| Yönerge 1 |
Ukrayna savaşından alınacak derslere dair metinde "Ukrayna savaşında Rusya, çoklu politik amaçlara" sözleriyle başlayan paragrafı, temel bilgilerini koruyarak madde listesi biçiminde yeniden yazın.

Olaylar Ve Görüşler

Ukrayna’da yaşananlardan alınacak dersler - Nejat ESLEN

20 Nisan 2022 Çarşamba

Savaşların bedeli yüksektir. Bu nedenle benzer hataları yapmamak için her savaştan ders çıkarılmalıdır. Otto von Bismarck, bu yüzden “Aptallar tecrübe ederek öğrendiklerini söylerler. Ben başkalarının tecrübelerinden yararlanmayı tercih ederim’’ demiştir. Ukrayna savaşı da, politik, stratejik, taktik, teknik ve büyük birlik sevk ve idaresi açısından derslerle doludur. 

Savaş, politikacıların karar verdiği, politik bir eylemdir. Carl von Clausewitz’e göre, “Politika yönlendiren akıldır. Savaş ise sadece araçtır.” Savaşın amacını, uygulanacak şiddetin derecesini politika belirler. Politik otorite savaşın amaçlarını belirlerken, askeri yetenekleri ve generallerin görüşlerini dikkate almalıdır. 

YENİ TİP SAVAŞ

Ukrayna savaşında Rusya, çoklu politik amaçlara yönelmiştir. Ukrayna ordusunun direncinin kırılması, yönetimin değiştirilmesi, Rusların yaşadığı bölgelerin Ruslaştırılması, Donbas’la Kırım’ın birleştirilmesi, Ukrayna’nın Karadeniz’le ilişkisinin kesilmesi gibi... Rusya; bu amaçlara ulaşmak için çok geniş bir coğrafyada çoklu askeri hedefler seçmek zorunda kalmış, Rus ordusunun bu çoklu askeri hedefleri ele geçirme yeteneğinin olmadığı anlaşılınca savaş planı değiştirilmiştir.

Putin’le, savaşı sevk ve idare eden Rus general arasında gerçekçi bir diyalog oluşmamıştır. Rus generalin, Putin’e mevcut askeri yeteneklerle, tanımlanan politik amaçların tamamını gerçekleştirmenin mümkün olmadığını, bu nedenle politik amaçların azaltılması gerektiğini ifade etmesi gerekirdi. Rus general, ya ordusunun yetenekleri hakkında tam bilgi sahibi değildi ya Putin’e bu durumu ifade etmedi ya da edemedi veya Putin, Rus generalin teklifini kabul ederek amaçları küçültmedi ve bu gelişme Rus ordusunun başarısızlığına, sonra da politik amaçları ve askeri hedefleri küçültmesine, savaş planını değiştirmesine neden oldu.

Erken yapılan yığınak nedeniyle, baskın ilkesini ihlal eden bu savaş başladıktan sonra Rus generallerin, öncelikle şehirlerin ele geçirilmesini hedefledikleri izlenmiştir. Bunun maliyeti, iki taraf için de büyük olmuştur. Oysa günümüzden 2 bin 500 yıl önce yaşamış strateji ustası Sun Tzu, “En kötü savaş şekli, savunulan şehirlere saldırmaktır” der.

| Yönerge 2 |
Kayıtların başından "M 226 134 L" ifadesinin geçtiği satıra kadar, iki uç da dahil, yalnızca bu satırları istekleriyle birlikte yeniden verin ve yanıtlardaki her koordinata 26 ekleyin. Resimleri yanıtınıza almayın.

Bölge ana hat kayıtları
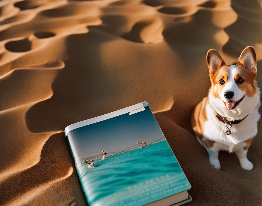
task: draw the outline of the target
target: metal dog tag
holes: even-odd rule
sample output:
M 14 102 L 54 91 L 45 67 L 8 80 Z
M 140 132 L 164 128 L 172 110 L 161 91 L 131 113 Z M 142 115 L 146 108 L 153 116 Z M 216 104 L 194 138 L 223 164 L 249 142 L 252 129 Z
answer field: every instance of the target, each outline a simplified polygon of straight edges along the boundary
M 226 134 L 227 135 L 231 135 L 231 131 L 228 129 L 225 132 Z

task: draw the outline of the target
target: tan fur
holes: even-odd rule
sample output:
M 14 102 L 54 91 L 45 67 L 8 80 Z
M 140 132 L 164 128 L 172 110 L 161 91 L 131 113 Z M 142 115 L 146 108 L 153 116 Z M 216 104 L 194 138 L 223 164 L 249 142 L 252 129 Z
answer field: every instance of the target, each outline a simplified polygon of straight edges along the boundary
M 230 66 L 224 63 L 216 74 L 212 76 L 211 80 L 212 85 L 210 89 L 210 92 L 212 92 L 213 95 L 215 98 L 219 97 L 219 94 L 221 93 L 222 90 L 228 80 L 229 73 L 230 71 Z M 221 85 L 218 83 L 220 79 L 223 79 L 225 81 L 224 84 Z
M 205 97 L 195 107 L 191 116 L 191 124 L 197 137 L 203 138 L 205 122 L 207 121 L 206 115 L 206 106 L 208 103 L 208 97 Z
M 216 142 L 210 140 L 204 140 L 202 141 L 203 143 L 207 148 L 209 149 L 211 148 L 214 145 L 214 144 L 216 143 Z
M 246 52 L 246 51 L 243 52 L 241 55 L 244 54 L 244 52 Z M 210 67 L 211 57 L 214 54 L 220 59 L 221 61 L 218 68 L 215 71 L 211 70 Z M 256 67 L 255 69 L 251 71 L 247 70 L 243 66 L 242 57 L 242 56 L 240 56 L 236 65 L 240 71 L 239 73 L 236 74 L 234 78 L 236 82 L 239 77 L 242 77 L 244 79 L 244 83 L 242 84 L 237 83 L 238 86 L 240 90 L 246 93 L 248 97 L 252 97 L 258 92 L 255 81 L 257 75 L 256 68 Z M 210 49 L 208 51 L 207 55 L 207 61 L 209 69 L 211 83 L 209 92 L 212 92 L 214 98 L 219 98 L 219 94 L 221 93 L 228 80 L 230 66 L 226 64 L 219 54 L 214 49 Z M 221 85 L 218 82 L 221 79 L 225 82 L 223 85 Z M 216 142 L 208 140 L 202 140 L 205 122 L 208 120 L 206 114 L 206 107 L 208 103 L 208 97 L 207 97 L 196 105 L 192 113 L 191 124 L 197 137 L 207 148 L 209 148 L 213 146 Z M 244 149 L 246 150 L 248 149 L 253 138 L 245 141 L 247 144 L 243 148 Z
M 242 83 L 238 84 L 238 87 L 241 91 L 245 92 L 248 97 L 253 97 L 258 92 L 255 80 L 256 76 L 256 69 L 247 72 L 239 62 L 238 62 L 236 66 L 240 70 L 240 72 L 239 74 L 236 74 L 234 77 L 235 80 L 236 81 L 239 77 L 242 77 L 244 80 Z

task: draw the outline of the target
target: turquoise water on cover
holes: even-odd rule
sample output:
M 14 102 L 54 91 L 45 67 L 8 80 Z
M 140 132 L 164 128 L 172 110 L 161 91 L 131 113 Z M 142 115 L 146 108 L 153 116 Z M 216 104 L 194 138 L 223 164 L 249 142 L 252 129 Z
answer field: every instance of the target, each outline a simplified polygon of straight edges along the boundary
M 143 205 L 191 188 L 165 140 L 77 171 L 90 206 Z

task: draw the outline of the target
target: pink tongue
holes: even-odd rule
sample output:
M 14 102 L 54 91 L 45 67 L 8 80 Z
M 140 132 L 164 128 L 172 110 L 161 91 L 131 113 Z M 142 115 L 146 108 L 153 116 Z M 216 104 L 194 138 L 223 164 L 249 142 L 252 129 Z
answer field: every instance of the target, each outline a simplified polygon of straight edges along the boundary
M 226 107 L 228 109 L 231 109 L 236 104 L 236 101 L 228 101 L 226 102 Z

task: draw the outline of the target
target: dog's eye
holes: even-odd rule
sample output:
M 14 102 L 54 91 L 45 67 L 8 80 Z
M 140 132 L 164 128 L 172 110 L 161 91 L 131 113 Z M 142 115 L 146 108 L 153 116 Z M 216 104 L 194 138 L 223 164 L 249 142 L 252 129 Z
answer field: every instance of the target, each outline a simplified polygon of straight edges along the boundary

| Tam Yanıt 1 |
- Rusya, Ukrayna savaşında çoklu politik amaçlara yönelmiştir. Bunlar arasında şunlar vardır:
  - Ukrayna ordusunun direncinin kırılması
  - yönetimin değiştirilmesi
  - Rusların yaşadığı bölgelerin Ruslaştırılması
  - Donbas'la Kırım'ın birleştirilmesi
  - Ukrayna'nın Karadeniz'le ilişkisinin kesilmesi
- Rusya, bu amaçlara ulaşmak için çok geniş bir coğrafyada çoklu askeri hedefler seçmek zorunda kalmıştır.
- Rus ordusunun bu hedefleri ele geçirme yeteneğinin olmadığı anlaşılınca savaş planı değiştirilmiştir.

| Tam Yanıt 2 |
task: draw the outline of the target
target: metal dog tag
holes: even-odd rule
sample output:
M 14 102 L 54 91 L 45 67 L 8 80 Z
M 140 132 L 164 128 L 172 110 L 161 91 L 131 113 Z M 142 115 L 146 108 L 153 116 Z M 216 104 L 194 138 L 223 164 L 249 142 L 252 129 Z
answer field: every instance of the target, each outline a simplified polygon of straight edges along the boundary
M 252 160 L 253 161 L 257 161 L 257 157 L 254 155 L 251 158 Z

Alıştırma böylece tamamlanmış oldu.